→ **Challenge**: Report each line below that contains the word "target", copying every such line in full.

→ **Labeling and segmentation lines**:
━━━━━━━━

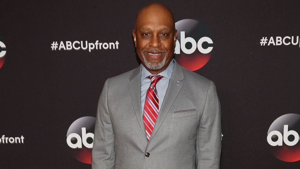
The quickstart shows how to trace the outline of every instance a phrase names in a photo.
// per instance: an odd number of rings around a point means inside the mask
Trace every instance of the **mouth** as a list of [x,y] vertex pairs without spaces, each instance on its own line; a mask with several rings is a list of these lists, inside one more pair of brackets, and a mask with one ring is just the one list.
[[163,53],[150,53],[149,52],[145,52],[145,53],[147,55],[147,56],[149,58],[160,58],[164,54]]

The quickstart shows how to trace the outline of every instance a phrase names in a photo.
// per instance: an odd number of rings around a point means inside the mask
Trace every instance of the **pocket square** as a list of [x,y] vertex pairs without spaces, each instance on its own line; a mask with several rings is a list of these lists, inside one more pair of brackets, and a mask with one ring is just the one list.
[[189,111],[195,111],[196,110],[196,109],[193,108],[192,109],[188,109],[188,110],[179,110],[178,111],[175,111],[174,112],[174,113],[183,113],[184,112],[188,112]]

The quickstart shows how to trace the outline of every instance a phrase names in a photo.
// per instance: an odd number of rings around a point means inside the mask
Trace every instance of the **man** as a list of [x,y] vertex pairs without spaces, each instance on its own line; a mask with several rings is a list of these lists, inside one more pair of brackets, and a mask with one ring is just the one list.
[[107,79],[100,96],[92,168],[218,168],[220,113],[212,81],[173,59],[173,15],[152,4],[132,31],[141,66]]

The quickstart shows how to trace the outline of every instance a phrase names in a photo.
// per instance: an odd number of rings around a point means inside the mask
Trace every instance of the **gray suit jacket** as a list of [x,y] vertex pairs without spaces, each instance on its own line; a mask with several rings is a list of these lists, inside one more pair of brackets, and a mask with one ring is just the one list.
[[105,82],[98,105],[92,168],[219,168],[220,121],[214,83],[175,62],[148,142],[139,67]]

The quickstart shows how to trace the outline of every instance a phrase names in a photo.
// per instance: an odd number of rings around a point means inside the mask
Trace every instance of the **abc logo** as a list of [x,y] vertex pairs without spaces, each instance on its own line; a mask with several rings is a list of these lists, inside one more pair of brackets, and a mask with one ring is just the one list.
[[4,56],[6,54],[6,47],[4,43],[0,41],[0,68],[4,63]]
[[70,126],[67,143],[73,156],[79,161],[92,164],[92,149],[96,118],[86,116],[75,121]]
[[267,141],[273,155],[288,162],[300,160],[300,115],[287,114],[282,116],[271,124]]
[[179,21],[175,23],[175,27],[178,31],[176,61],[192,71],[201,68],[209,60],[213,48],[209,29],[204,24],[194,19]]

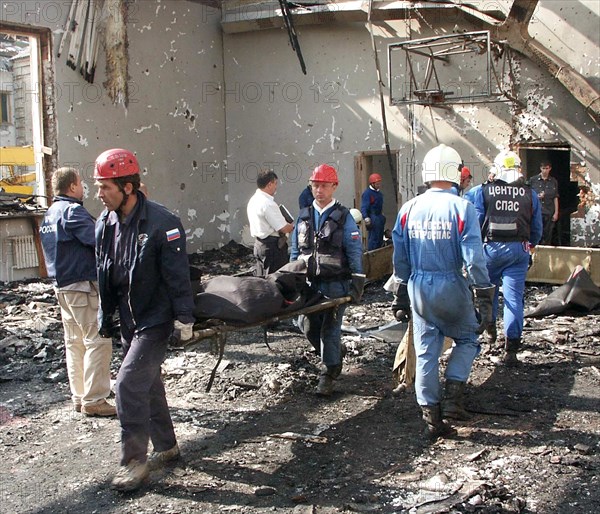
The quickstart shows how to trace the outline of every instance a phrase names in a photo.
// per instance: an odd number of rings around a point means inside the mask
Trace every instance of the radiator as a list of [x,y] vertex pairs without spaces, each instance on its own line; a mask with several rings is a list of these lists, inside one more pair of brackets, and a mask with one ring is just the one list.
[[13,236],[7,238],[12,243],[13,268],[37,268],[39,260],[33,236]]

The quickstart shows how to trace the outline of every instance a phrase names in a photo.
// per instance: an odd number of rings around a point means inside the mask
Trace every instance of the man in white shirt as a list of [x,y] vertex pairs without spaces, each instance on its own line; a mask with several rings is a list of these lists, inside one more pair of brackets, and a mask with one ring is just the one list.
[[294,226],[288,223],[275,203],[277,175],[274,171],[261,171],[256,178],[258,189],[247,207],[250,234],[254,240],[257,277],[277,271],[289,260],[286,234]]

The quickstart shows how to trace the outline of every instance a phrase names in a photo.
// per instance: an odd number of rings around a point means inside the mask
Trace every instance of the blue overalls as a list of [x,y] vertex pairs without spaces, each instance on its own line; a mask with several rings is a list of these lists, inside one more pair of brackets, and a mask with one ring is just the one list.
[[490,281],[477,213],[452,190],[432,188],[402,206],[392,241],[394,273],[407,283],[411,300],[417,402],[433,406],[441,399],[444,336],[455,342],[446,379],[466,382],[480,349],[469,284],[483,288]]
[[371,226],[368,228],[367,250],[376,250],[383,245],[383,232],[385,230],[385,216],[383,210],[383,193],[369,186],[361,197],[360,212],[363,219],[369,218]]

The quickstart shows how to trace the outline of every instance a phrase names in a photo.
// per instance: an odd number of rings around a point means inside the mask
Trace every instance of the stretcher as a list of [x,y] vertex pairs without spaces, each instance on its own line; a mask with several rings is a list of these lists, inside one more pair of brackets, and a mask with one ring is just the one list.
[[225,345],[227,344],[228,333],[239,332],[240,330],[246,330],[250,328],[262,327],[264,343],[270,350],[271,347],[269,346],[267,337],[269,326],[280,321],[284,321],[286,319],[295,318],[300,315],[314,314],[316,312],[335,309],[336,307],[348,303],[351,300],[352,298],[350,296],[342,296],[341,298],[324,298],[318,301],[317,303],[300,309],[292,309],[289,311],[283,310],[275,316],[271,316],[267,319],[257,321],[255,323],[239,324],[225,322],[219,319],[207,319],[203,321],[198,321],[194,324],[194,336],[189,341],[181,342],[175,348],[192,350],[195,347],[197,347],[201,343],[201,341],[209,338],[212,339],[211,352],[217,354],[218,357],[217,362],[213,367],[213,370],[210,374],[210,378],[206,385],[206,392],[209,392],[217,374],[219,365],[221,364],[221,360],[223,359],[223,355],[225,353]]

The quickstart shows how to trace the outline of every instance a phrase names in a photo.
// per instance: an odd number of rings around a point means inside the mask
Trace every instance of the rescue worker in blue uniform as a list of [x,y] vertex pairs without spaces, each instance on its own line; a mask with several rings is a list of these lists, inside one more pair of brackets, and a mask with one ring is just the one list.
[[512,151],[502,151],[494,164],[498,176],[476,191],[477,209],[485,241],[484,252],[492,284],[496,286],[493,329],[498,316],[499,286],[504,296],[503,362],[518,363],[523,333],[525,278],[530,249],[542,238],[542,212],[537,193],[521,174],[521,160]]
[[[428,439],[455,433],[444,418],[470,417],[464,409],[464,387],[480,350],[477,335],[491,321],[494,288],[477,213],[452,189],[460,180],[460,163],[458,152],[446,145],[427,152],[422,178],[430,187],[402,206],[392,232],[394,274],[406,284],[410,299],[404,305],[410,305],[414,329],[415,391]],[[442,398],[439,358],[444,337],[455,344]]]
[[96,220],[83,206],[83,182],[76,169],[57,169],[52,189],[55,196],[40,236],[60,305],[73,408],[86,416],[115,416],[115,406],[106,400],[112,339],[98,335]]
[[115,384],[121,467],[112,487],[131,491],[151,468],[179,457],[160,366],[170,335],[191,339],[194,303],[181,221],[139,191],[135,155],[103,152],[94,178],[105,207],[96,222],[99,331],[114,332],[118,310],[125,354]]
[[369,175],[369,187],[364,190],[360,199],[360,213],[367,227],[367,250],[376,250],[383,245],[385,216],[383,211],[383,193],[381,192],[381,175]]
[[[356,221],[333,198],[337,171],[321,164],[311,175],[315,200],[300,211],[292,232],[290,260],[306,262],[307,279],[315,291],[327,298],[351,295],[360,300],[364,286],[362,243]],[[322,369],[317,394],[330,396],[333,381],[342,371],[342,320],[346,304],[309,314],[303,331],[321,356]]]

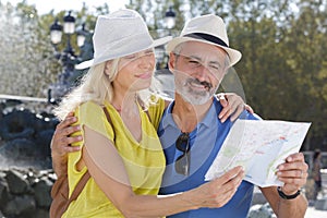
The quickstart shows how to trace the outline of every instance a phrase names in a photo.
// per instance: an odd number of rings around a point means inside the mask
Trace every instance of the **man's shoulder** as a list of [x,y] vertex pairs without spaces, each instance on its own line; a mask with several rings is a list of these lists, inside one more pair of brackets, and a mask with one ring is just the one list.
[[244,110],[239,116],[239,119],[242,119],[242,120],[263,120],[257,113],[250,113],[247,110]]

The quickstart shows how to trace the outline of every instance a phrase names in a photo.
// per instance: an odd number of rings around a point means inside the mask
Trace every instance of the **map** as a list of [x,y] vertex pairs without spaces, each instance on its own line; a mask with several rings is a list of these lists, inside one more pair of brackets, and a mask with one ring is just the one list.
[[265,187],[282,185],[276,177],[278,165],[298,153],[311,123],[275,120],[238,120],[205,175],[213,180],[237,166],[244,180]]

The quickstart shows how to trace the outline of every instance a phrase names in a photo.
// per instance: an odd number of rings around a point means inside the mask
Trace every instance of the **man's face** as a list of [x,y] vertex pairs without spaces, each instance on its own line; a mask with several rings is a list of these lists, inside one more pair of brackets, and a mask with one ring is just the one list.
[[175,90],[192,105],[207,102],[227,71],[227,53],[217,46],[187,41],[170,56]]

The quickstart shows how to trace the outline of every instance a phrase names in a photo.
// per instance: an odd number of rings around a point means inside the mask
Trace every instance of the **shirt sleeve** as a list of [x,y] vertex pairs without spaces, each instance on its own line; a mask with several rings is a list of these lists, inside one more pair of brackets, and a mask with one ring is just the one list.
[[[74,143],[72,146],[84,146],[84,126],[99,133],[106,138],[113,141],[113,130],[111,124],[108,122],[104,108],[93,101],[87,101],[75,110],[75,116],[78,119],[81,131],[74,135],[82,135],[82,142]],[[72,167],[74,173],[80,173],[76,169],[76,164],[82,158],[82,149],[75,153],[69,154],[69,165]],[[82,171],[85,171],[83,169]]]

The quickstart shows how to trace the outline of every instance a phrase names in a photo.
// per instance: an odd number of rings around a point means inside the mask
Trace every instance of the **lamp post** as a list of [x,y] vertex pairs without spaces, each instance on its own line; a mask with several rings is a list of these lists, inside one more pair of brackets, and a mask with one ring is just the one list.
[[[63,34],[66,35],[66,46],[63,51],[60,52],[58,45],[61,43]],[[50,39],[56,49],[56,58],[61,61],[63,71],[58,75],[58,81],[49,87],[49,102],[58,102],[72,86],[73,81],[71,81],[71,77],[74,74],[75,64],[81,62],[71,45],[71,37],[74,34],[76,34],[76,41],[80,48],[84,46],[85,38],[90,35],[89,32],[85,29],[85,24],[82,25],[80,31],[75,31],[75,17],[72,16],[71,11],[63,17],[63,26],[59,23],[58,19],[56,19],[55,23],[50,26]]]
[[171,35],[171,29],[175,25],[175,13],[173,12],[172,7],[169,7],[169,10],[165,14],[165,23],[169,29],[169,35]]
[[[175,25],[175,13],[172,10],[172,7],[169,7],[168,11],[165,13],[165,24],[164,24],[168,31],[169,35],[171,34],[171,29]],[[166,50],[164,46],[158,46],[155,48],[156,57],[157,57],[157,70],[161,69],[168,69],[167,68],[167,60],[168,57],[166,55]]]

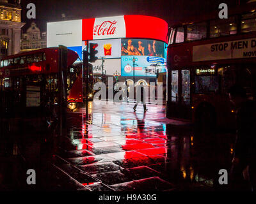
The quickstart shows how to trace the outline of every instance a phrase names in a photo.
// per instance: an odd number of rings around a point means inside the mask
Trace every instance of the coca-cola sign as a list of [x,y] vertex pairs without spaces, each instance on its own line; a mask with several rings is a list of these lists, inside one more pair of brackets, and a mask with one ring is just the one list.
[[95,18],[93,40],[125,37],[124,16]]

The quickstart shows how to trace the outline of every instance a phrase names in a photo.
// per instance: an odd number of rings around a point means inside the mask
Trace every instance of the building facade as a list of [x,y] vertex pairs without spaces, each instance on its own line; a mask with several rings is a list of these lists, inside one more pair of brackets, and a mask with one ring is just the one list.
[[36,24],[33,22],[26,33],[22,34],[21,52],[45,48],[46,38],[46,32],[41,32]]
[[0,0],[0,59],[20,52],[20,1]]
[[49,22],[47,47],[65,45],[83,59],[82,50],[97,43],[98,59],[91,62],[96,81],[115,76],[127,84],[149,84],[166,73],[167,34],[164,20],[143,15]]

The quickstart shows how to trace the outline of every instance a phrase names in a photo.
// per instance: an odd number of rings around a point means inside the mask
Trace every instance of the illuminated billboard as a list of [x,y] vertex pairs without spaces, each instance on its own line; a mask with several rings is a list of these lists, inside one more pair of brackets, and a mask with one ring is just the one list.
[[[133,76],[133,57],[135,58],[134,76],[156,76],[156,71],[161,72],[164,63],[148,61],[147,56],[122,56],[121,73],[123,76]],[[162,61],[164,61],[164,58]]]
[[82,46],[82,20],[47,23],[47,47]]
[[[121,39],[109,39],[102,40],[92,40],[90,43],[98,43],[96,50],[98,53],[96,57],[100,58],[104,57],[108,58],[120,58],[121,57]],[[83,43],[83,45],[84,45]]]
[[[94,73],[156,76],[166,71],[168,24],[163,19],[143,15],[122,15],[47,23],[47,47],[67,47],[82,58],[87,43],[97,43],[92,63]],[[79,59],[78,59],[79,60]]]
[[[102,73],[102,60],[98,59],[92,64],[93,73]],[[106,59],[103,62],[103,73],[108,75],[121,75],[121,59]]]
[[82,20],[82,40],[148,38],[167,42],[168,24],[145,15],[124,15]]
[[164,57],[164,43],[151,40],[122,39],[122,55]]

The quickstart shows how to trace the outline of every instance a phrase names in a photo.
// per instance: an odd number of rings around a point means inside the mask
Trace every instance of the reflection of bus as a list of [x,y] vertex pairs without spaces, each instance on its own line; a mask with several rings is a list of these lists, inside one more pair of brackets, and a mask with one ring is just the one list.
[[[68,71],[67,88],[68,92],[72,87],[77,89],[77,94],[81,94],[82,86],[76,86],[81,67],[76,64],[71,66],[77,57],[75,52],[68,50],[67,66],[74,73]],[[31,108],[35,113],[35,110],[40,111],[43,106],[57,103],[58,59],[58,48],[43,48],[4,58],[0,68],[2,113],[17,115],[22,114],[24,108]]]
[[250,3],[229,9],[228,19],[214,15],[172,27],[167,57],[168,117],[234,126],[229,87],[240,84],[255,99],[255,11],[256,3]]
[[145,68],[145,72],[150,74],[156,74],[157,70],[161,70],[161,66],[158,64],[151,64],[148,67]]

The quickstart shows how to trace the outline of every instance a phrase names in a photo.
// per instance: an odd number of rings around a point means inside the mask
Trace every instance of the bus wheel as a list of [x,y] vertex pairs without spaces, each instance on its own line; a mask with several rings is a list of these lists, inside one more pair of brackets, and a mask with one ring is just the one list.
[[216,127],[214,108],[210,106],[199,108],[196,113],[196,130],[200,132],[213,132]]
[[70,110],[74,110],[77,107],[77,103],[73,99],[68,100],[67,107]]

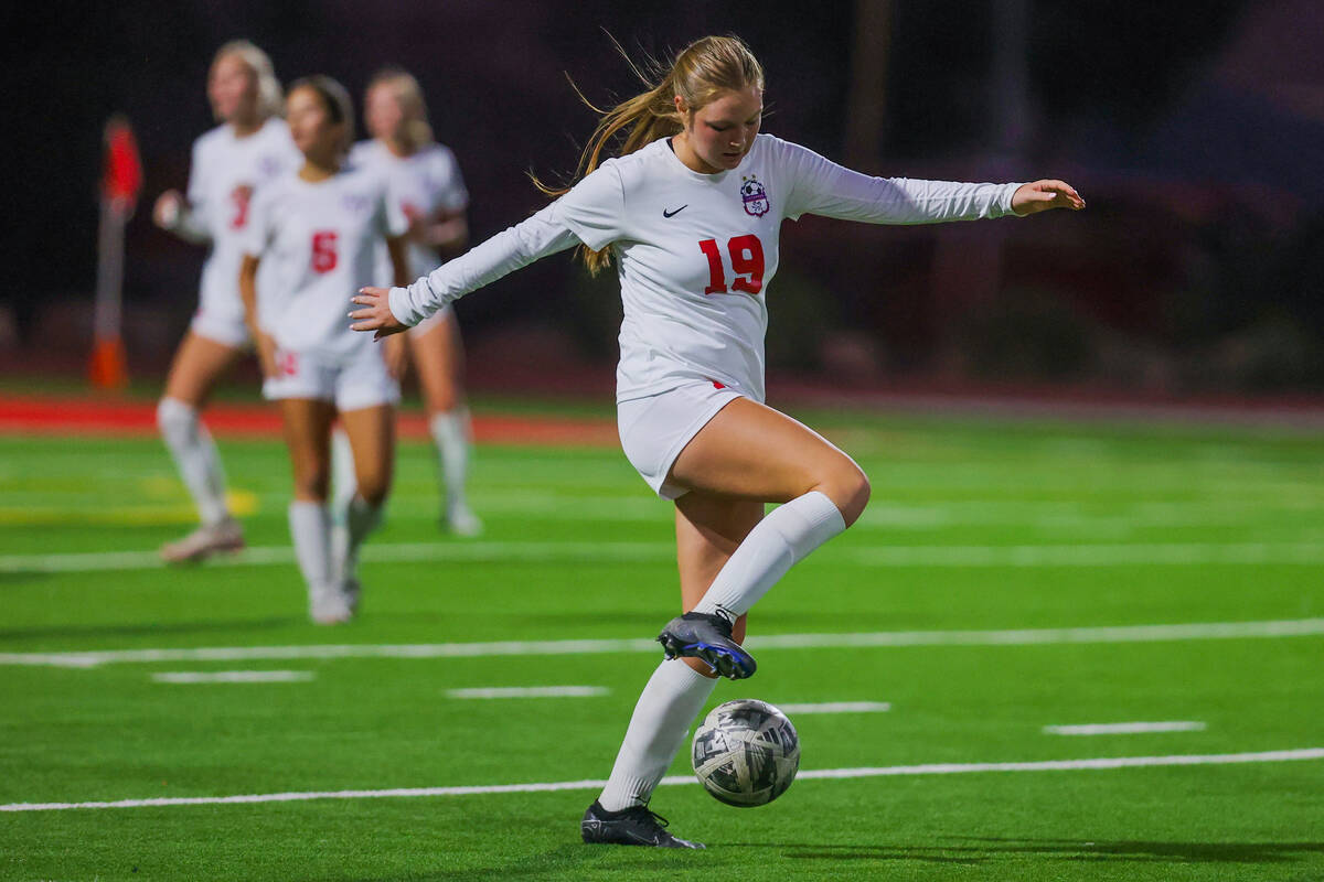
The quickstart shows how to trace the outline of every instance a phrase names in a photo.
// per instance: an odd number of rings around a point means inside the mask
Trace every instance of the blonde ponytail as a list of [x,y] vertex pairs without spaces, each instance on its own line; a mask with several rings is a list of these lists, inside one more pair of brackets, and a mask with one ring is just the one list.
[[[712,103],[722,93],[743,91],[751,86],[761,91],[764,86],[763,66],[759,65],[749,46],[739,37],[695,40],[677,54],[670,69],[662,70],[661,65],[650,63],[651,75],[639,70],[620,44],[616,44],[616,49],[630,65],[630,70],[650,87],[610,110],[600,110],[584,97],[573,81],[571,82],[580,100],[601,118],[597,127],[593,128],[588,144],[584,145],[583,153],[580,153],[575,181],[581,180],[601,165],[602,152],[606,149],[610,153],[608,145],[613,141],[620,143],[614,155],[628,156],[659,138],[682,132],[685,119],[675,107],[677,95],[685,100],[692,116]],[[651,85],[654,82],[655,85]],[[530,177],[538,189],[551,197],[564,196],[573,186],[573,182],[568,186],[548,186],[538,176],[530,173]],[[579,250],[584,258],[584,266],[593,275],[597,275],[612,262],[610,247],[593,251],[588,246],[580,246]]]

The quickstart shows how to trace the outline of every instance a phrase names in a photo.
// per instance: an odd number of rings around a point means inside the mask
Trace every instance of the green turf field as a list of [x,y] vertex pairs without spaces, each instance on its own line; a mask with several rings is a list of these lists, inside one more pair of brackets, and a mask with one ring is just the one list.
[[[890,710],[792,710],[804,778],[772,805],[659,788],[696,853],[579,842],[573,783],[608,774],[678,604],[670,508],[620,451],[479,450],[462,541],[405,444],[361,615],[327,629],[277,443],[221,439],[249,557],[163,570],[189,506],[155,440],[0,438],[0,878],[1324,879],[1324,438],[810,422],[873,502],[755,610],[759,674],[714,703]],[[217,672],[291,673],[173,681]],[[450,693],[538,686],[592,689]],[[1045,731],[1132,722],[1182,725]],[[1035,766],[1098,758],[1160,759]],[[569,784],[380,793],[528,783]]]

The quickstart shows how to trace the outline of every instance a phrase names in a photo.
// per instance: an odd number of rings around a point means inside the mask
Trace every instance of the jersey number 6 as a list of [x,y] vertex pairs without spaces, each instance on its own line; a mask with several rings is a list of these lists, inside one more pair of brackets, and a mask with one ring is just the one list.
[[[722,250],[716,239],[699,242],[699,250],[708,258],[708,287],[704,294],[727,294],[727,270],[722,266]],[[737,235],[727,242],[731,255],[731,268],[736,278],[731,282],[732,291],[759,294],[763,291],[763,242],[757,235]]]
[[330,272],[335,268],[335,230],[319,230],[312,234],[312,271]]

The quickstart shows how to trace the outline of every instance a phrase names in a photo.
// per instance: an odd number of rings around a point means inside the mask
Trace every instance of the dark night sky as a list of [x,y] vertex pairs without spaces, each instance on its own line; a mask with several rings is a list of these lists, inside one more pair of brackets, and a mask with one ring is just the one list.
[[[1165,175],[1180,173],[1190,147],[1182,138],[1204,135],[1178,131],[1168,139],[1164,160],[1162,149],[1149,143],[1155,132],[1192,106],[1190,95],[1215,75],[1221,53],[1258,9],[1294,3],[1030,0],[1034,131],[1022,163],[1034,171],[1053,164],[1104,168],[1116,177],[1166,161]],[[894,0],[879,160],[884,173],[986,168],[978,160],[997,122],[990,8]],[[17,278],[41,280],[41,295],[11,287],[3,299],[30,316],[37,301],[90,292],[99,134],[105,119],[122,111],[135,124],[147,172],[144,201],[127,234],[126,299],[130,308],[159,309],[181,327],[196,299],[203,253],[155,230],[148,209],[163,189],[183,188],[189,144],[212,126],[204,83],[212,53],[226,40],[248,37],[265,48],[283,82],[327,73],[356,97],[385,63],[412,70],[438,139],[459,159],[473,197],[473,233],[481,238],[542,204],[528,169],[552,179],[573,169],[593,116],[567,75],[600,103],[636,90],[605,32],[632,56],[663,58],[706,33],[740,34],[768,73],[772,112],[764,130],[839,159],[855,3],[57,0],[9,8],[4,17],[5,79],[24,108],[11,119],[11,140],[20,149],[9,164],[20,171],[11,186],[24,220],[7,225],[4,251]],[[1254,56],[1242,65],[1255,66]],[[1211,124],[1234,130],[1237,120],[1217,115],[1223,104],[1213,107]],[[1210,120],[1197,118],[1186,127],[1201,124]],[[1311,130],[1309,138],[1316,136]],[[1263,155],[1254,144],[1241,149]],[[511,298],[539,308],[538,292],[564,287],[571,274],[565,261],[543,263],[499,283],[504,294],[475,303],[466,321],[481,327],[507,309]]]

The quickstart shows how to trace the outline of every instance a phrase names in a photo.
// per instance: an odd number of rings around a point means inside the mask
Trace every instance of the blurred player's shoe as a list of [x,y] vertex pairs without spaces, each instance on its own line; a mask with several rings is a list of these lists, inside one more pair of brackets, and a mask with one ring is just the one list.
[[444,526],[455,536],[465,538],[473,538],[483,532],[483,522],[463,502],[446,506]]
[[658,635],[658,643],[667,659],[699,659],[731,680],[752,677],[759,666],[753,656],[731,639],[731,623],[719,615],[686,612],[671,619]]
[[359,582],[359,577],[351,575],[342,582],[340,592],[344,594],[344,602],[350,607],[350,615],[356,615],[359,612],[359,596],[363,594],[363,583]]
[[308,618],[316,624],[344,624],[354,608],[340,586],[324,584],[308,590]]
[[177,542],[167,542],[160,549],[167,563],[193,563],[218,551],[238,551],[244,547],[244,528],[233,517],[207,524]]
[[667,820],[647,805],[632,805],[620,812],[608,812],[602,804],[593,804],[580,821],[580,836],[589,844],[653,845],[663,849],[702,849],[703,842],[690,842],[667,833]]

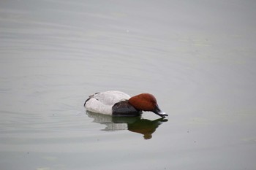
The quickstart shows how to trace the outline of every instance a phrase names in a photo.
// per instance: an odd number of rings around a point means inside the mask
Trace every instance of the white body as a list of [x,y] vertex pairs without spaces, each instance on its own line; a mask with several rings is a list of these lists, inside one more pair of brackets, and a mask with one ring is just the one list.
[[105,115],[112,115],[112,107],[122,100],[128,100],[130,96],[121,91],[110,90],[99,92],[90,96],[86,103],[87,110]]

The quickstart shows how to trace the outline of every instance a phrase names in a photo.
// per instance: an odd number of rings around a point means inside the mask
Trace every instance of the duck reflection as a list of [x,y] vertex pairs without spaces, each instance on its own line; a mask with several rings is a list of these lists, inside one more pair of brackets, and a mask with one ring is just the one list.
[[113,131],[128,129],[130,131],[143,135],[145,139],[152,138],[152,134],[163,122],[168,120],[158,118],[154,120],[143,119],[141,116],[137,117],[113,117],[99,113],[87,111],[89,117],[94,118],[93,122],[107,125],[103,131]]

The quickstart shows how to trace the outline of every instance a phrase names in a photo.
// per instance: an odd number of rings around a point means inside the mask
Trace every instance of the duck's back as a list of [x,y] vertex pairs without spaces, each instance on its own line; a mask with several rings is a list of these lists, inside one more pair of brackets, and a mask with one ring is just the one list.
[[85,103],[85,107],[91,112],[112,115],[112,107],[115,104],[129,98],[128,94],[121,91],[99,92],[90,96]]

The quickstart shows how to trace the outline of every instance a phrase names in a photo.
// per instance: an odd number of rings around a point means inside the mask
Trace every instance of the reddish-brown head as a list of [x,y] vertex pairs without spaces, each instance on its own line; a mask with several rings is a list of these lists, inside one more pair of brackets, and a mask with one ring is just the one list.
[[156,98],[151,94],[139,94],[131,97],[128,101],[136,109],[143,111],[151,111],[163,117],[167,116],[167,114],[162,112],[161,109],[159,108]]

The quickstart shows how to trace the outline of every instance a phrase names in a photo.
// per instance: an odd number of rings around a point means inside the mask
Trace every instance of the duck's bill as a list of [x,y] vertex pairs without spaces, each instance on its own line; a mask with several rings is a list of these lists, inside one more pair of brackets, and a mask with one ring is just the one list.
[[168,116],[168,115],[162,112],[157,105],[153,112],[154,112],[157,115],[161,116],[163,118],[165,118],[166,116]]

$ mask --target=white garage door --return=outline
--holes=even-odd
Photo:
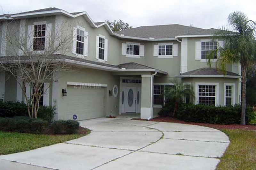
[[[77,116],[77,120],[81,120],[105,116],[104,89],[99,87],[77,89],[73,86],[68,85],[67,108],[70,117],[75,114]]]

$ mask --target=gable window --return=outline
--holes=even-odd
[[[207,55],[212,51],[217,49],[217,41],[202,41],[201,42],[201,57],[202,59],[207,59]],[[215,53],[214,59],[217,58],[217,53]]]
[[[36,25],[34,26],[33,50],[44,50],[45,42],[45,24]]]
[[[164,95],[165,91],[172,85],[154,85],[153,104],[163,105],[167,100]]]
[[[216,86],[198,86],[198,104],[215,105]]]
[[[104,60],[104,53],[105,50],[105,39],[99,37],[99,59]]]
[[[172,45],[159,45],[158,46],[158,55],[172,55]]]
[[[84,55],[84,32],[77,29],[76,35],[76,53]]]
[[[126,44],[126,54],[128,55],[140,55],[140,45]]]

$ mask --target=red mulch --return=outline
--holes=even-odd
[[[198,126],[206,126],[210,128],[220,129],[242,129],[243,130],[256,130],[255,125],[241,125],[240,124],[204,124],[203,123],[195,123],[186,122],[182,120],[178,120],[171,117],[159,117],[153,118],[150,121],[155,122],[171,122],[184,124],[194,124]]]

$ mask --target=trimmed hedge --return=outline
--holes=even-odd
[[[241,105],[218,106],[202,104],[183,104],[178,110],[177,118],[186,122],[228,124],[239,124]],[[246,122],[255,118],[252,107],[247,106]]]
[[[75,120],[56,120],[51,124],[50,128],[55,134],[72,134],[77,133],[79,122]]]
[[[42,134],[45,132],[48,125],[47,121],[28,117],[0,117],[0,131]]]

━━━━━━━━

→ **Worked solution**:
$ mask --target=white garage door --return=outline
$ mask --target=gable window --return=outline
$ mask --target=red mulch --return=outline
$ mask --target=trimmed hedge --return=outline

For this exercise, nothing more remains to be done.